Führe den Textauszug über die ultraorthodoxen Kräfte in Israel im Anschluss an seinen letzten Satz weiter.

(AUSGEWÄHLTER TEXTAUSZUG):

────────────────────

Da schaut man natürlich genauer hin, was in den jüdischen Gemeinden (Community UND Congregation, also gesellschaftlich und religiös) sich dazu abspielt, und wie die Öffentlichkeit sich verhält, wie die Medien reagieren, und wie der Diskurs zum Judentum sich entwickelt.

In Israel nun, erlaubt die Regierung seit langem, dass sich die ULTRA-orthodoxen Kräfte zu Lasten der orthodoxen, konservativen, liberalen Religiösen und der Säkularen ausbreiten, v.a. durch Vermehrung und ungehindertes echt auf Agitation und Beeinflussung der Regierung (Man sitzt ja mit am Tisch). ULTRA heißt: sektiererisch dogmatisch, den Anspruch auf alleinvertretende Interpretation der heiligen Texte und vor allem: die Lebensführung aller anderen wird als Anathema abgelehnt oder direkt physisch und verbal angegriffen. Alles im Namen eines „Gottes“, der sich nicht wehren kann – und noch nie gewehrt hat. Diese ULTRAS tun sich durch Untätigkeit der Männer und schwere Arbeitsbelastung von Frauen, aber vor allem durch deren Degradierung zu Gebärmaschinen hervor, weshalb der Anteil der ULTRAS an der Bevölkerung wächst. Nun haben diese ULTRAS eine eigene Website geschrieben, man ist ja modern, in der Frauen und bestimmte Bilder nicht vorkommen, dafür die Dogmatik der Sekte. Das Internet hilft hier nachprüfbare Information, vor allem auch über den Widerstand gegen die ULTRAS in Israel selbst zu erlangen, und zu sehen, worin der Protest besteht. Da geht es nicht nur um Meinungsfreiheit, sondern auch um das Verlangen, die Ultras sollen Wehrdienst leisten und nicht nur vom Schnorr leben.

────────────────────

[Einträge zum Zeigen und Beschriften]
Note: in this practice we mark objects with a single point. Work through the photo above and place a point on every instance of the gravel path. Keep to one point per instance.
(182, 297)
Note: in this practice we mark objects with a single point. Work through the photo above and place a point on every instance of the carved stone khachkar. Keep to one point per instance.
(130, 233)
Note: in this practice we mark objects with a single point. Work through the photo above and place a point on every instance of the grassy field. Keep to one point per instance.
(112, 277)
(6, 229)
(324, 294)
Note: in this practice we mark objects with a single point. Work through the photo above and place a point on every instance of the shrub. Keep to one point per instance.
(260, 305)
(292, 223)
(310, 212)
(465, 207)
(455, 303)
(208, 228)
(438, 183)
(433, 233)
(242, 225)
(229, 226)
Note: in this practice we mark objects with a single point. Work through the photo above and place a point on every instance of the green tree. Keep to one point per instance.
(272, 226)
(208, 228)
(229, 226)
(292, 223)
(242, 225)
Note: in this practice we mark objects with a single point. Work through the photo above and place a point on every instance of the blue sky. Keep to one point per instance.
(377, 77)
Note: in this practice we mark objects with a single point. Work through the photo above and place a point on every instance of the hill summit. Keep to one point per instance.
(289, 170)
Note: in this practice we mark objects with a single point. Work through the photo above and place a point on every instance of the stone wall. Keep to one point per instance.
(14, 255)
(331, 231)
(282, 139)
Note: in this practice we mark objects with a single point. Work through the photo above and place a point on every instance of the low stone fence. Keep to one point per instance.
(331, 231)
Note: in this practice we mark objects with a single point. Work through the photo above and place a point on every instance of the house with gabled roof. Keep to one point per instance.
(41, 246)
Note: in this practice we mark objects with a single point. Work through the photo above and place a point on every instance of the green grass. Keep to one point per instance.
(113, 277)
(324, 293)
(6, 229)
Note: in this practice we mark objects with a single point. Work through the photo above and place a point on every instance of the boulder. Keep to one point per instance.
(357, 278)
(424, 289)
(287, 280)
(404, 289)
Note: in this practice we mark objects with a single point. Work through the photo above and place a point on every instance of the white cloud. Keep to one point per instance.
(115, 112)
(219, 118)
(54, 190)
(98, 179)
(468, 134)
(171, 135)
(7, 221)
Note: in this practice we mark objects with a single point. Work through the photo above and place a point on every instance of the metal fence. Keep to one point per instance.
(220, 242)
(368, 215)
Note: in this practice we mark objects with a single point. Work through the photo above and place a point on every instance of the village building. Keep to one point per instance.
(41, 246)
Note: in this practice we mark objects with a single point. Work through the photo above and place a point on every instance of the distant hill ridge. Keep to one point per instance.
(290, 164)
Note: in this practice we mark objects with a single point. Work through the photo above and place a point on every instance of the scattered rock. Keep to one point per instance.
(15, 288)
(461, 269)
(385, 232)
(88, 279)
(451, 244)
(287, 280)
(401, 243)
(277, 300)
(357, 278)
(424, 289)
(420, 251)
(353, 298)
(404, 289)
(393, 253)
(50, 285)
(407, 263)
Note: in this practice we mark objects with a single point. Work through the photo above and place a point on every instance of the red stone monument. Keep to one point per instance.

────────────────────

(DIE ANTWORT):
JEDE Religion, zumal die monotheistischen Spielarten, hat ihre Orthodoxien. Die christliche kennen wir auch, sie ist bei uns nicht so zahlreich: aber was radikkal sich von OPUS DEI bis zum ENGELWERK absetzt, ist schon schlimm; und was der ISLAM bietet, vom IS zu den Salafisten und vielen Muslimbrüdern, ist auch nicht besser, im Gegenteil. Die Dialektik von Orthodoxie und allen Spielarten von Refoortmation ist der ewige Kampf zwischen der Religion und der säkularen Gesellschaft, auch ihrer Entwicklung.

Das Grundübel der Missinterpretation von Religionsfreiheit ist, dass sie nicht zwischen Glauben und Religion unterscheidet. Glaube ist unverfügbar, noch unter der Folter. Religion aber war und ist ein gesellschaftliches Ordnungssystem, das sich über andere zu erheben meint – Familie, Staat, Militär, die Verhaltencodes der Zivilisation – indem sie sich auf ein Transzendentes – „Gott“ beruft“, und der ist ja wirklich unverfügbar, also können die Religionsführer jede Art von Herrschaft aus der Interpretation des göttlichen Willens ziehen. Wenn sie die Macht dazu haben. Aber: siehe Bittner im nächsten Absatz. Da sei das Grundgesetz vor. So weit so schlecht. Man muss  der Religion strenge Zügel anlegen.

Womit ich wieder bei der Beschneidung bin. Anlass ist eine Kontroverse, bei der ein muslimischer Vater gegen den Willen der Mutter den gemeinsamen Sohn hat beschneiden lassen. Die Sache liegt zu Recht beim Gericht. Jochen Bittner hat einen gut recherchierten Artikel dazu geschrieben: „Beschneidung überdenken!“ (ZEIT 12, 13.3.2018, S.9 – zu Recht unter Poliitik und nicht im Feuilleton). Sein Schlusssatz ist wichtig und Richtig: Vor den Gesetzen der Logik muss sich religiöse Praxis nicht rechtfertigen. Vor dem Grundgesetz schon“.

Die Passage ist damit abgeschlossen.